### What the task requires
Each entry must be written out again exactly as it stands.
########################################
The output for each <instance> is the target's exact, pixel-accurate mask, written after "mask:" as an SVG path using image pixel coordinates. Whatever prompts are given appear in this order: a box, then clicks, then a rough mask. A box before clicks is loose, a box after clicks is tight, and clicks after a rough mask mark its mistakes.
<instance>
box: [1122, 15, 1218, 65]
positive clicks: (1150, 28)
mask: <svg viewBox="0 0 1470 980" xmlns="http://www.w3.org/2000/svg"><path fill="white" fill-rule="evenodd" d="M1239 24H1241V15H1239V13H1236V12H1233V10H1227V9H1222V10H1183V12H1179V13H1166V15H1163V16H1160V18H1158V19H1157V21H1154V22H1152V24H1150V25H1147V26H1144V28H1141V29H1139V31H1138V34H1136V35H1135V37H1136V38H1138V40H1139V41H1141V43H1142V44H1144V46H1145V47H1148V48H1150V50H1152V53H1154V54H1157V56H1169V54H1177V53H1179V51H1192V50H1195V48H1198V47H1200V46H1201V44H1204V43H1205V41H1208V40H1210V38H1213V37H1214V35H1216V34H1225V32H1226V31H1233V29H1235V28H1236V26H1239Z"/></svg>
########################################
### Task result
The output for each <instance> is the target's exact, pixel-accurate mask, written after "mask:" as an SVG path using image pixel coordinates. Whatever prompts are given appear in this order: a box, then clicks, then a rough mask. A box before clicks is loose, a box after clicks is tight, and clicks after a rough mask mark its mistakes.
<instance>
box: [1122, 15, 1218, 65]
positive clicks: (1150, 28)
mask: <svg viewBox="0 0 1470 980" xmlns="http://www.w3.org/2000/svg"><path fill="white" fill-rule="evenodd" d="M1239 24H1241V15H1239V13H1236V12H1233V10H1227V9H1222V10H1183V12H1179V13H1166V15H1163V16H1160V18H1158V19H1157V21H1154V22H1152V24H1150V25H1147V26H1144V28H1141V29H1139V31H1138V34H1136V35H1135V37H1136V38H1138V40H1139V41H1141V43H1142V44H1144V46H1145V47H1148V48H1150V50H1152V53H1154V54H1157V56H1169V54H1177V53H1179V51H1192V50H1195V48H1198V47H1200V46H1201V44H1204V43H1205V41H1208V40H1210V38H1213V37H1214V35H1216V34H1225V32H1226V31H1233V29H1235V28H1236V26H1239Z"/></svg>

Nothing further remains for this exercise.